PROBLEM DETAILS:
Below is some data. Retype exactly the lines starting at the one with "box: [0, 17, 18, 37]" and ending at the one with "negative clicks: (162, 83) (95, 86)".

[Segmentation mask data]
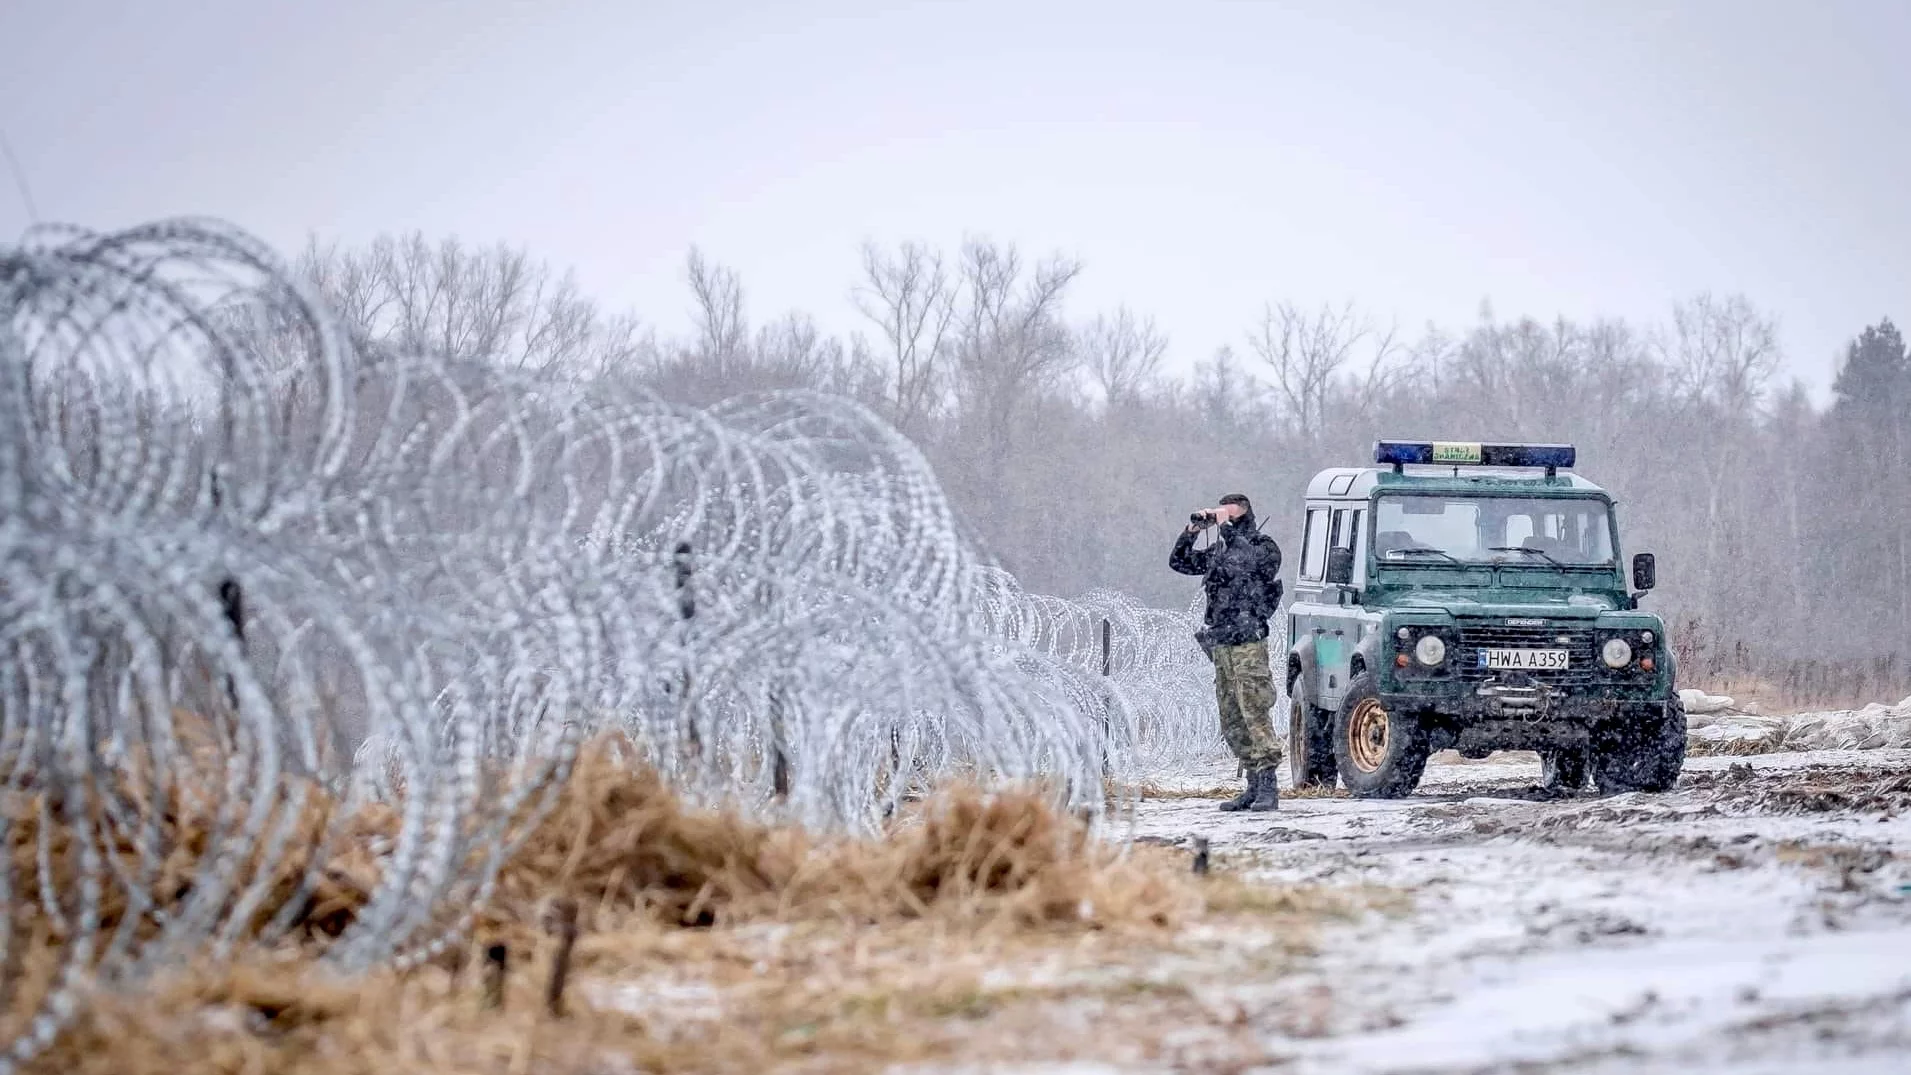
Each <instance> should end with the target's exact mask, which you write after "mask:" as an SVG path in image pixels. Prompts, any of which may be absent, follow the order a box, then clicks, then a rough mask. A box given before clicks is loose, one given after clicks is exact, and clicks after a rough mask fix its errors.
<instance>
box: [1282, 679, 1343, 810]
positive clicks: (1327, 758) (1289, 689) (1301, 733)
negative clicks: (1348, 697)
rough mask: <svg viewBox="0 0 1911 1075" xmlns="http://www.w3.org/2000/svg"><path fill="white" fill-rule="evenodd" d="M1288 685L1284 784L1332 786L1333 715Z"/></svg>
mask: <svg viewBox="0 0 1911 1075" xmlns="http://www.w3.org/2000/svg"><path fill="white" fill-rule="evenodd" d="M1292 691H1294V687H1288V783H1290V785H1292V787H1334V777H1336V775H1338V769H1336V768H1334V714H1332V712H1328V710H1324V708H1321V706H1317V705H1307V701H1303V699H1301V697H1299V695H1296V693H1292Z"/></svg>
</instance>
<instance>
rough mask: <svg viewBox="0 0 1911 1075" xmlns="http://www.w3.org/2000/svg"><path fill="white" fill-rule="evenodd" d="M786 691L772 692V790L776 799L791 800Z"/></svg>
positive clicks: (771, 780) (770, 719) (770, 727)
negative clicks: (789, 796)
mask: <svg viewBox="0 0 1911 1075" xmlns="http://www.w3.org/2000/svg"><path fill="white" fill-rule="evenodd" d="M784 735H785V724H784V689H782V687H772V691H770V790H772V792H774V794H776V798H780V800H782V798H789V750H787V748H785V745H784Z"/></svg>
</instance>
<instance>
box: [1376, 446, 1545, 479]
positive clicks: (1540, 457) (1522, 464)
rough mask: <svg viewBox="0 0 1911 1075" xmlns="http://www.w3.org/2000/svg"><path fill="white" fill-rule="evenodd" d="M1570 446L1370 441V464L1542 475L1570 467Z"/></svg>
mask: <svg viewBox="0 0 1911 1075" xmlns="http://www.w3.org/2000/svg"><path fill="white" fill-rule="evenodd" d="M1575 458H1577V454H1575V451H1573V445H1483V443H1458V441H1374V462H1382V464H1393V470H1395V472H1399V470H1401V468H1403V466H1406V464H1439V466H1544V468H1546V474H1548V475H1550V474H1554V470H1557V468H1561V466H1573V460H1575Z"/></svg>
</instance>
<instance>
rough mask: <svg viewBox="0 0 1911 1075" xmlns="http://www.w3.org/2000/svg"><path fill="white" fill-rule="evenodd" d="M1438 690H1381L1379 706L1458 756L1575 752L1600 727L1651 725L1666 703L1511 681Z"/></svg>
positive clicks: (1513, 680)
mask: <svg viewBox="0 0 1911 1075" xmlns="http://www.w3.org/2000/svg"><path fill="white" fill-rule="evenodd" d="M1443 687H1447V689H1441V691H1412V689H1406V691H1384V693H1382V695H1380V705H1384V706H1385V708H1389V710H1393V712H1414V714H1420V716H1422V718H1424V720H1428V722H1429V724H1431V726H1433V729H1435V731H1437V737H1439V739H1447V741H1450V743H1452V745H1454V747H1456V748H1460V750H1462V752H1473V750H1538V748H1557V747H1577V745H1584V743H1586V741H1588V737H1590V731H1592V727H1596V726H1600V724H1605V722H1611V720H1622V722H1634V720H1655V718H1663V716H1664V712H1666V699H1653V697H1622V695H1615V693H1588V691H1586V689H1584V687H1577V689H1561V687H1554V685H1546V684H1538V682H1533V680H1517V678H1515V680H1487V682H1481V684H1443ZM1456 687H1458V689H1456ZM1634 691H1638V689H1634Z"/></svg>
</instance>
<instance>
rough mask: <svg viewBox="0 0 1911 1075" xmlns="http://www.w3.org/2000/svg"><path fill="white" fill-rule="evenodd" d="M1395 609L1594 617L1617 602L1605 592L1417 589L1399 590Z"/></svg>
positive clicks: (1542, 617)
mask: <svg viewBox="0 0 1911 1075" xmlns="http://www.w3.org/2000/svg"><path fill="white" fill-rule="evenodd" d="M1393 607H1395V609H1403V611H1405V609H1428V611H1443V613H1447V615H1450V617H1454V619H1479V617H1494V619H1500V617H1533V619H1550V621H1559V619H1586V621H1590V619H1598V617H1600V613H1613V611H1619V603H1617V601H1615V600H1613V598H1611V596H1607V594H1535V592H1531V590H1527V592H1519V594H1447V592H1441V590H1420V592H1414V594H1403V596H1401V598H1399V600H1395V601H1393Z"/></svg>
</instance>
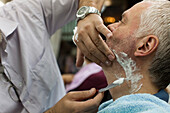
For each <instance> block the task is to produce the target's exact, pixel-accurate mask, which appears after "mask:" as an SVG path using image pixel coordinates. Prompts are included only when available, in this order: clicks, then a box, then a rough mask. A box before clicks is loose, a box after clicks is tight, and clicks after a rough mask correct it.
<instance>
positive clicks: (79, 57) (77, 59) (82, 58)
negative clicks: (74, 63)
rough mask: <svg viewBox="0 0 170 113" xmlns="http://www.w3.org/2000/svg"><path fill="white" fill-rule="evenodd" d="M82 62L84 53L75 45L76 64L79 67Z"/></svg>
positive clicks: (80, 64)
mask: <svg viewBox="0 0 170 113" xmlns="http://www.w3.org/2000/svg"><path fill="white" fill-rule="evenodd" d="M83 62H84V54H83V53H82V52H81V51H80V49H79V48H78V47H77V58H76V66H77V67H81V66H82V65H83Z"/></svg>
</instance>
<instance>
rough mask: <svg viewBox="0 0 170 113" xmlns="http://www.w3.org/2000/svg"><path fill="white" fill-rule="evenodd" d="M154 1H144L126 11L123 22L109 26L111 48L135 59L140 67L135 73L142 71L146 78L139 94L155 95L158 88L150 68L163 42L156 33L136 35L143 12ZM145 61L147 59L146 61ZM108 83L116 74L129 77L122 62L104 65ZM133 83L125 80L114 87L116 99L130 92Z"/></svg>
mask: <svg viewBox="0 0 170 113" xmlns="http://www.w3.org/2000/svg"><path fill="white" fill-rule="evenodd" d="M150 5H151V4H149V3H147V2H140V3H138V4H136V5H135V6H133V7H132V8H130V9H129V10H127V11H125V12H124V13H123V15H122V20H121V21H120V22H117V23H114V24H111V25H109V26H108V28H109V29H110V30H111V31H112V34H113V36H111V37H110V38H107V41H106V43H107V45H108V46H109V47H110V49H111V50H115V51H116V53H117V54H118V55H119V53H120V52H124V53H126V54H127V55H128V58H131V59H132V60H133V61H135V63H136V66H137V68H138V70H136V72H134V73H139V74H140V75H142V76H143V78H142V79H141V80H140V81H139V85H140V84H143V85H142V87H141V89H140V90H139V91H137V92H135V93H150V94H155V93H157V92H158V90H159V89H158V88H157V87H156V86H154V85H153V83H152V82H151V79H150V78H149V72H148V68H149V65H150V62H151V60H152V58H153V56H154V53H155V50H156V48H157V46H158V44H159V40H158V38H157V37H156V36H154V35H148V36H145V37H141V38H138V39H137V38H136V37H135V36H134V35H133V34H134V33H135V31H136V30H137V29H138V27H139V24H140V15H141V13H142V11H144V10H145V9H146V8H147V7H149V6H150ZM143 61H145V62H143ZM103 70H104V73H105V75H106V78H107V81H108V84H110V83H112V82H113V81H114V80H116V79H117V78H116V75H122V76H123V77H126V76H125V72H124V70H123V68H122V66H120V64H119V63H118V62H117V61H116V60H115V61H114V62H113V63H112V65H111V67H106V66H103ZM130 86H131V83H130V82H129V81H126V82H124V83H123V84H122V85H121V86H118V87H115V88H113V89H110V93H111V95H112V98H113V99H117V98H119V97H121V96H124V95H127V94H130V93H129V92H130V89H131V87H130Z"/></svg>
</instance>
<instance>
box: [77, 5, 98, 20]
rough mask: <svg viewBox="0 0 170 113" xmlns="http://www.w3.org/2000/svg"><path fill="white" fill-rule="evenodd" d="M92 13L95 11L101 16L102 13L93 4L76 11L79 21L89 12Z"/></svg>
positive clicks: (83, 18) (87, 14)
mask: <svg viewBox="0 0 170 113" xmlns="http://www.w3.org/2000/svg"><path fill="white" fill-rule="evenodd" d="M90 13H95V14H98V15H99V16H101V13H100V12H99V10H98V9H96V8H95V7H91V6H82V7H81V8H80V9H79V10H78V11H77V13H76V17H77V22H78V21H79V20H80V19H84V18H85V17H86V16H87V15H88V14H90Z"/></svg>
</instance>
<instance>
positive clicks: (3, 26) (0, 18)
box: [0, 17, 18, 37]
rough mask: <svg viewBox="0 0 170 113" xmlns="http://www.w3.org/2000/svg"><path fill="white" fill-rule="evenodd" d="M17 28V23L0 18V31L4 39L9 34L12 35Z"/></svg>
mask: <svg viewBox="0 0 170 113" xmlns="http://www.w3.org/2000/svg"><path fill="white" fill-rule="evenodd" d="M17 26H18V23H16V22H14V21H11V20H8V19H6V18H1V17H0V30H1V31H2V33H3V34H4V36H5V37H8V36H9V35H10V34H11V33H13V32H14V31H15V29H16V28H17Z"/></svg>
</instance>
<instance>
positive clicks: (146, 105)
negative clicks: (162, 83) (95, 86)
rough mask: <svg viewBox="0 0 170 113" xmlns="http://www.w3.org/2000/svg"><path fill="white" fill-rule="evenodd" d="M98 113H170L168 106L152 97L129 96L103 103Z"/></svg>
mask: <svg viewBox="0 0 170 113" xmlns="http://www.w3.org/2000/svg"><path fill="white" fill-rule="evenodd" d="M98 113H170V105H169V104H168V103H167V102H165V101H164V100H161V99H159V98H158V97H156V96H154V95H150V94H131V95H126V96H123V97H120V98H118V99H117V100H115V101H113V100H109V101H107V102H105V103H103V104H102V105H100V107H99V111H98Z"/></svg>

SOLUTION FOR THIS PROBLEM:
box: [0, 17, 18, 37]
rough mask: <svg viewBox="0 0 170 113" xmlns="http://www.w3.org/2000/svg"><path fill="white" fill-rule="evenodd" d="M17 28V23L0 18V31L4 39L9 34L12 35Z"/></svg>
mask: <svg viewBox="0 0 170 113" xmlns="http://www.w3.org/2000/svg"><path fill="white" fill-rule="evenodd" d="M17 26H18V23H16V22H14V21H11V20H8V19H6V18H1V17H0V30H1V31H2V33H3V34H4V36H5V37H8V36H9V35H10V34H11V33H13V32H14V31H15V29H16V28H17Z"/></svg>
</instance>
<instance>
positive clicks: (146, 105)
negative clicks: (162, 83) (95, 86)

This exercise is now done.